Don't come empty-handed, but show that you've already been successful. When you have proven yourself successful in a particular field and have previous achievements such as relevant experience, great sales, or some past businesses, it is much easier to gain the credibility and trust of the sharks, ultimately leading to a deal. By showcasing your good track record, you show that you are determined, committed and purposeful. That's when the sharks begin to realize that you are willing to go to extreme lengths to achieve your goal even against all odds, which is most often the case when starting a business.

When you show that your words are backed by actions, the sharks see that you are ready to make even greater sacrifices to speed up the game and achieve further goals, along with the sharks as business partners. The sharks like to invest in companies with strong sales figures, great potential for success and scalability, run by people who are tenacious, persistent, and ready to go the extra mile, even when they have to put their nose to the grindstone.

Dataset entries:
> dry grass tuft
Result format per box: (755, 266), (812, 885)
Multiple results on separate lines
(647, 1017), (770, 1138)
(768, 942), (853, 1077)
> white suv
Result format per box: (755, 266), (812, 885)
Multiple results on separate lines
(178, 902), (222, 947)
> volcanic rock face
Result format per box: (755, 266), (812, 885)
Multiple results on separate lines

* EXERCISE REQUIREMENTS *
[1] In the passage on winning over the sharks, what does showcasing a good track record show about you?
[2] In the passage on winning over the sharks, what traits do the sharks look for in the people who run the companies they invest in?

* ANSWERS GIVEN *
[1] It shows that you are determined, committed and purposeful.

[2] Tenacious, persistent, and ready to go the extra mile